Aristoteles (Murid Plato) mengemukakan beberapa pengertian filsafat. Pertama, filsafat adalah ilmu pengetahuan yang senantiasa berupaya mencari prinsip-prinsip dan penyebab-penyebab dari realitas yang ada. Kedua, filsafat adalah ilmu pengetahuan yang berupaya mempelajari “peri ada selaku peri ada” (being as being) atau peri ada sebagaimana adanya (being as such).
Rene Descartes (Filsuf Prancis)
Argumen yang terkenal dari Descartes yakni: “Aku berpikir maka aku ada” (cogito ergo sum). Jadi, filsafat adalah himpunan dari segala pengetahuan yang pangkal penyelidikannya adalah mengenai Tuhan, alam dan manusia.
William James (Filsuf Amerika), Filsafat adalah suatu upaya yang luar biasa hebat untuk berpikir yang jelas dan terang.

R.F. Beerling (mantan guru besar filsafat UI) menyatakan filsafat adalah suatu usaha untuk mencari radix atau akar pengetahuan tentang diri sendiri.
Louis Kattsoff, filsafat membawa kita kepada pemahaman, dan pemahaman membawa kita kepada tindakan yang lebih layak. Kegiatan kefilsafatan ialah pemikiran secara sistematis. Filsafat senantiasa bersifat menyeluruh/komprehensif (Louis O. Kattsoff, 1996:3-4, 6, 12)
Berpikir radikal (berpikir mendalam) tidak berarti mengubah, membuang, atau menjungkirbalikan segala sesuatu, melainkan dalam arti sebenarnya, yaitu berpikir secara mendalam untuk mencapai akar persoalan yang dipermasalahkan. Berpikir radikal sebenarnya hendak memperjelas realitas, lewat penerimaan serta pemahaman akan akar realitas itu sendiri (Rapar, 2000:21)
Yonas Muanley, filsafat adalah berpikir radikal atau berpikir mendalam terhadap realitas (realitas/ada secara menyeluruh maupun salah satu realitas). Salah satu realitas itu yakni “apologetika” (pembelaan) yang dilakukan orang Kristen. Selanjutnya lihat: http://bahanajaronline.blogspot.co.id (Blog Filsafat oleh: Yonas Muanley)


1.2.            Pengertian Apologetika (Apologetika Kristen)
a.      Secara etimologi
Dalam Wikipedia kita mendapat penjelasan tentang apologetika dari beberapa pengertian. Salah satunya yakni dari sisi etimologi. Secara etimologi, apaologetika merupakan kata Yunani Kuno resmi yang didalamnya terdapat dua kunci istilah yang bersifat teknis. Kedua istilah yang dimaksud yakni penuntutan menghasilkan kategoria, dan tergugat membalas dengan sebuah apologia. Membuat sebuah apologia berarti membuat sebuah khotbah yang resmi atau memberi sebuah penjelasan untuk menjawab dan membantah tuntutan, seperti dalam hal pertahan yang ditunjukkan oleh Socrates.[1]  Selain itu kita juga mendapat informasi dari sumber-sumber lain yang menyatakan bahwa kata apologetika berasal dari Yunani à Apologia = Pembelaan = Apologeoma. Apo = dari pada; logos : kata; bahasa. Apologeomai = berbicara dari pada (diri sendiri) atau membela diri.

**INSTRUKSI TERTULIS A**
Dalam kutipan tentang pengertian filsafat, apa argumen terkenal dari Descartes?
**INSTRUKSI TERTULIS B**
Tolong tuliskan sebagai daftar bernomor baris-baris catatan di antara baris yang memuat "Question. Point out every instance of the ramp" dan baris yang memuat "Query: ramp seam line", termasuk kedua baris itu, tanpa baris kosong.
Catatan di bawah ini tidak ada hubungannya dengan kutipan di atas.

**INFORMASI YANG DIBERIKAN**
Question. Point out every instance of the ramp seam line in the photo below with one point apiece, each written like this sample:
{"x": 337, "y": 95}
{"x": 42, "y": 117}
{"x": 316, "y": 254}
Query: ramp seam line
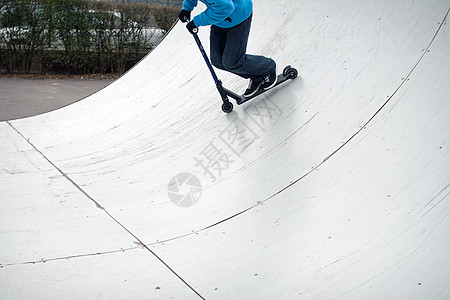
---
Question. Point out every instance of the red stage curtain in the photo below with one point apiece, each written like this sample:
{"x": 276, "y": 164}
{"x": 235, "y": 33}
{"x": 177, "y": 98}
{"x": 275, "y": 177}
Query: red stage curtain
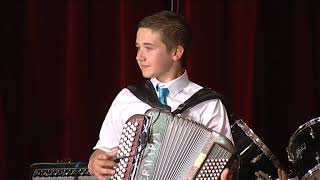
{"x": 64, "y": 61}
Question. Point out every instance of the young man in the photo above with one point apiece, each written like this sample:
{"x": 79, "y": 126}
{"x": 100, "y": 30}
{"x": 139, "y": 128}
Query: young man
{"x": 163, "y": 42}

**JAWABAN AKHIR A**
"Aku berpikir maka aku ada" (cogito ergo sum).

**JAWABAN AKHIR B**
1. Question. Point out every instance of the ramp seam line in the photo below with one point apiece, each written like this sample:
2. {"x": 337, "y": 95}
3. {"x": 42, "y": 117}
4. {"x": 316, "y": 254}
5. Query: ramp seam line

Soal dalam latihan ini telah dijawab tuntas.